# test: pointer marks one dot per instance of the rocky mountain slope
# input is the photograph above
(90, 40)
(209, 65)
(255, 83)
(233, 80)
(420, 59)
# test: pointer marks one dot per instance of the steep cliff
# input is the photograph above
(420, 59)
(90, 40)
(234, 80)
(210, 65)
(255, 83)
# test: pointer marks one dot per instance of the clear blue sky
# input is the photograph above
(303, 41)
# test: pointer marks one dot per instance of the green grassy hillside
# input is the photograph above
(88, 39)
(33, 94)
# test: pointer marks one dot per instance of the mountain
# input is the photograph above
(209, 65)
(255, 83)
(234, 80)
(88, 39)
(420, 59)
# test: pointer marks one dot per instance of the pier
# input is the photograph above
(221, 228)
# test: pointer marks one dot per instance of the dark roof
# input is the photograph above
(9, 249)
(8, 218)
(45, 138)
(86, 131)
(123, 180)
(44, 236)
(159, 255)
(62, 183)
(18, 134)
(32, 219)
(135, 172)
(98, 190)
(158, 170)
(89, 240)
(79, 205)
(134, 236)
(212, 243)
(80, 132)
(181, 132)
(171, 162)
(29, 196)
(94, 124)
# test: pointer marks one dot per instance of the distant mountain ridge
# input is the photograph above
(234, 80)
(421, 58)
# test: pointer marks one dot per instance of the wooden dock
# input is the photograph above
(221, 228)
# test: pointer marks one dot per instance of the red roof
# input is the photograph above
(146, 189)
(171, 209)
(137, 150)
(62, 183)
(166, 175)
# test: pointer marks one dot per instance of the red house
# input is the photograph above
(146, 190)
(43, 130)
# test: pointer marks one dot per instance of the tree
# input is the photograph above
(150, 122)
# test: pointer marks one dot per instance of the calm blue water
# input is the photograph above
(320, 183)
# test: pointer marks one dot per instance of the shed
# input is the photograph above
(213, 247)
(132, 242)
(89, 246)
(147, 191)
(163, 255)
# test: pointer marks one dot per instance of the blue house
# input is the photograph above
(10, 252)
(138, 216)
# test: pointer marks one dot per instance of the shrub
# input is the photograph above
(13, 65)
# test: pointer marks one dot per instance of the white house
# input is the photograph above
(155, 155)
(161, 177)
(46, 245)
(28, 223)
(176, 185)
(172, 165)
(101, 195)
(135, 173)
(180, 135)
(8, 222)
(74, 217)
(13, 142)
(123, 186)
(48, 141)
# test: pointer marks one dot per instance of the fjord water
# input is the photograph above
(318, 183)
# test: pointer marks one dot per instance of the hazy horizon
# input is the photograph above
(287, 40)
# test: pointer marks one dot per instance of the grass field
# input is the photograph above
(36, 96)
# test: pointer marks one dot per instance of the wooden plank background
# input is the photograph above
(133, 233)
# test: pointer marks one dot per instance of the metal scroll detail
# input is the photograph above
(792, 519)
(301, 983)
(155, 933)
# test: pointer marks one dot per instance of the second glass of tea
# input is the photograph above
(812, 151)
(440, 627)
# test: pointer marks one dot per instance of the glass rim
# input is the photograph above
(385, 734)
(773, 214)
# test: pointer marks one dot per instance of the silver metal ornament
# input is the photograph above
=-=-=
Short exercise:
Convert the material above into a JSON list of strings, with one string for each line and blank lines omitted.

Result below:
[
  "# test: pointer marks one dot per instance of the rocky mountain slope",
  "# input is the photograph above",
  "(90, 40)",
  "(209, 65)",
  "(255, 83)",
  "(233, 80)",
  "(420, 59)",
  "# test: pointer marks one dot per instance of the steep cliff",
  "# input is the photograph above",
  "(420, 59)",
  "(90, 40)",
  "(234, 80)",
  "(210, 65)",
  "(255, 83)",
  "# test: pointer marks one dot per instance of the clear blue sky",
  "# input is the photograph above",
  "(303, 41)",
  "# test: pointer marks one dot per instance of the green grassy hillside",
  "# input is the photograph above",
  "(88, 39)",
  "(33, 94)",
  "# test: pointer marks one dot per instance of the mountain",
  "# input is the photograph above",
  "(209, 65)",
  "(255, 83)",
  "(234, 80)",
  "(88, 39)",
  "(420, 59)",
  "# test: pointer marks one dot per instance of the pier",
  "# input is the photograph above",
  "(221, 228)",
  "# test: pointer marks one dot per instance of the dark roof",
  "# input is the photograph above",
  "(9, 249)",
  "(8, 218)",
  "(45, 138)",
  "(86, 131)",
  "(123, 180)",
  "(44, 236)",
  "(159, 255)",
  "(62, 183)",
  "(18, 134)",
  "(32, 219)",
  "(135, 172)",
  "(98, 190)",
  "(158, 170)",
  "(89, 240)",
  "(79, 205)",
  "(134, 236)",
  "(212, 243)",
  "(80, 132)",
  "(181, 132)",
  "(171, 162)",
  "(29, 196)",
  "(94, 124)",
  "# test: pointer marks one dot per instance of the distant mountain ridge",
  "# input is the photograph above",
  "(234, 80)",
  "(421, 58)",
  "# test: pointer marks one dot per instance of the wooden dock",
  "# input is the photograph above",
  "(221, 228)",
  "# test: pointer marks one dot per instance of the red roof",
  "# input is the photograph above",
  "(146, 189)",
  "(171, 209)",
  "(137, 150)",
  "(62, 183)",
  "(166, 175)",
  "# test: pointer marks one dot per instance of the red house",
  "# input is the photograph above",
  "(146, 190)",
  "(43, 130)",
  "# test: pointer marks one dot per instance of the tree",
  "# input is the photograph above",
  "(150, 122)",
  "# test: pointer marks one dot per instance of the calm blue water",
  "# input is the photograph above",
  "(320, 183)",
  "# test: pointer marks one dot per instance of the shed",
  "# input is the photograph above",
  "(213, 247)",
  "(132, 242)",
  "(89, 246)",
  "(147, 191)",
  "(163, 255)",
  "# test: pointer marks one dot per instance of the blue house",
  "# input is the photograph above",
  "(10, 252)",
  "(138, 216)",
  "# test: pointer marks one dot per instance of the shrub",
  "# input is the photograph above",
  "(13, 65)",
  "# test: pointer marks one dot per instance of the white house",
  "# input is the photograph above",
  "(155, 155)",
  "(161, 177)",
  "(46, 245)",
  "(28, 223)",
  "(176, 185)",
  "(172, 165)",
  "(101, 195)",
  "(135, 173)",
  "(180, 135)",
  "(8, 222)",
  "(74, 217)",
  "(13, 142)",
  "(123, 186)",
  "(48, 141)",
  "# test: pointer marks one dot per instance of the fjord water",
  "# input is the photograph above",
  "(318, 183)",
  "# test: pointer marks one dot per instance of the hazy horizon",
  "# input is the photograph above",
  "(287, 40)",
  "# test: pointer marks one dot per instance of the grass field",
  "# input is the photograph above",
  "(36, 96)",
  "# test: pointer marks one dot per instance of the wooden plank background",
  "# input is the photograph above",
  "(133, 233)",
  "# test: pointer marks one dot per instance of the metal scroll detail",
  "# input is the photograph above",
  "(792, 519)",
  "(301, 983)",
  "(155, 933)",
  "# test: pointer marks one dot per instance of the second glass of tea",
  "# input is the photograph above",
  "(812, 151)",
  "(440, 627)",
  "# test: pointer marks one dot per instance of the glass rim",
  "# input is the photograph above",
  "(385, 734)",
  "(773, 214)",
  "# test: pointer marks one dot per instance of the silver metal ornament",
  "# input is the photograph above"
]